> **REQUIRED ACTIONS**:
**a.** List every one of the original symptoms the blog excerpt describes from the start of the migraine tailspin.
**b.** Summarize the blog excerpt in two sentences.
**c.** Transcribe the blog excerpt between "But since the" and "by a headache.", inclusive.

> **EXERCISE PASSAGE**:

* * *

Given that the Hershey Hotel (http://www.thehotelhershey.com/) offers peppermint scented shampoo and lotion, this made me smell a bit like a peppermint patty. 

Amazing weekend with Citygirl.  We fit in a week's worth of relaxation.

And FYI - if offered the opportunity to go on Skyrush, give it a moments' pause.  I'm a huge coaster fan, but this one knocked me out of the park (literally) with whiplash.  What you can't see here (http://www.youtube.com/watch?v=FY8pcsSDup8) is that one person is hanging off each edge of the coaster (which is kind of cool), and there is not bumper system to keep your head in one place (which is totally not cool.  I felt my neck go 'crunch' at the first corner and had to fight the rest of the ride to keep my head from flying off.  But hey, cocoa massage makes everything all better).

More later.

DeeDee

Wednesday, June 5, 2013

Third Year, Week Seven - Smelling Smoke......

"Do you smell smoke?"

It's been two and a half years since my brain went nuts and sent me into a migraine tailspin.  The original symptoms were so bizarre as to defy description.  Smells were incredibly noisy.  Light warped and bent.  Colors turned themselves inside out.  I smelled smells that didn't exist and felt soda bubbles tickling the roof of my empty mouth. 

"Somebody is smoking out there!"

For the most part the headaches are down to one a month or less.  Typical visual auras (blank spots or sparkles) are less often.  My original pre-tailspin auras of dysgeusia (nasty taste) haven't happened in years.

"What do you mean, the windows are closed?"

But since the tailspin, off and on, I've had persistant olfactory hallucinations.  I smell cigarette smoke.  No one here smokes, and it's unlikely that anyone is lighting up during church.  The smell can wake me up in the middle of the night, and it's a strong and clear as if someone has lit up right in front of me. 

I no longer ask if anyone else can smell it.  It's just me.  And it's annoying - I HATE the smell of cigarette smoke!  I've never been a smoker, ever.  So what the heck?  If my brain is going to hallucinate a smell, why not chocolate or peppermint for heaven's sake?

I've told my neurologist this a few times.  But I think what caught her attention this time is that the smoke smell is NEVER associated with a headache.  The twinkly lights, dark spots and synesthesia symptoms (the perception of smell as sound for example) are always followed by a headache.

So I have both an MRI and an EEG scheduled for Friday afternoon.  I've had both before.  My last MRI was during the tailspin.  My EEG was done 22 years ago because I had meningitis.

* * *

> **DATA PROVIDED**:
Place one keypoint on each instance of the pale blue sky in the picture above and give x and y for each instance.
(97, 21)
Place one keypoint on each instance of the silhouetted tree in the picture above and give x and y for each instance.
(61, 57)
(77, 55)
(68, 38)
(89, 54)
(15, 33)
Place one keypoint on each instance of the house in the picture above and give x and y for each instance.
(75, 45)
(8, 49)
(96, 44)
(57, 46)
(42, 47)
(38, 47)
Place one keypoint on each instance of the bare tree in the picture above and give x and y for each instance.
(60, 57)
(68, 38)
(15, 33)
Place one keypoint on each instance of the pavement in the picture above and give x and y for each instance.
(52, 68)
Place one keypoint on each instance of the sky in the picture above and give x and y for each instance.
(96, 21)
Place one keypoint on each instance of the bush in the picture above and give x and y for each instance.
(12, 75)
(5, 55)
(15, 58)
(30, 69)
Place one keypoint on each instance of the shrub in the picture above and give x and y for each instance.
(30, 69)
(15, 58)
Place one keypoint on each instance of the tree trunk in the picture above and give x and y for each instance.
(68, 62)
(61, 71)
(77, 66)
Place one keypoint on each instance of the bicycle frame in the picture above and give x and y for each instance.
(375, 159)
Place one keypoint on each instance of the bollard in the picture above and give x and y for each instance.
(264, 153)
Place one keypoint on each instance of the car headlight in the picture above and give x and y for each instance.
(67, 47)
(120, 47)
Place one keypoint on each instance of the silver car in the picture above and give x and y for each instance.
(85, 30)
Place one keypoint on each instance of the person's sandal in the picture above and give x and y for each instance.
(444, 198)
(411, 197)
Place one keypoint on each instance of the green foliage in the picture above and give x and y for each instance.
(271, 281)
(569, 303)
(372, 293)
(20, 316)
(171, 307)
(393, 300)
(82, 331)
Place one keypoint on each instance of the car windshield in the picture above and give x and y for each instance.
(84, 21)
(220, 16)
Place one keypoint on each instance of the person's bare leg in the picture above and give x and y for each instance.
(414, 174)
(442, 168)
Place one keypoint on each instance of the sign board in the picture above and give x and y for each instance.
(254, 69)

* * *

> **ANSWERS PROVIDED**:
**a.**
- Smells were incredibly noisy.
- Light warped and bent.
- Colors turned themselves inside out.
- The writer smelled smells that didn't exist.
- The writer felt soda bubbles tickling the roof of an empty mouth.

**b.** The writer describes a relaxing weekend with Citygirl at the Hershey Hotel and warns that the Skyrush roller coaster caused whiplash. In a later post, the writer recounts two and a half years of migraine symptoms, including recurring phantom cigarette smoke that is never associated with a headache, which has led to an MRI and an EEG scheduled for Friday afternoon.

**c.**
But since the tailspin, off and on, I've had persistant olfactory hallucinations.  I smell cigarette smoke.  No one here smokes, and it's unlikely that anyone is lighting up during church.  The smell can wake me up in the middle of the night, and it's a strong and clear as if someone has lit up right in front of me. 

I no longer ask if anyone else can smell it.  It's just me.  And it's annoying - I HATE the smell of cigarette smoke!  I've never been a smoker, ever.  So what the heck?  If my brain is going to hallucinate a smell, why not chocolate or peppermint for heaven's sake?

I've told my neurologist this a few times.  But I think what caught her attention this time is that the smoke smell is NEVER associated with a headache.  The twinkly lights, dark spots and synesthesia symptoms (the perception of smell as sound for example) are always followed by a headache.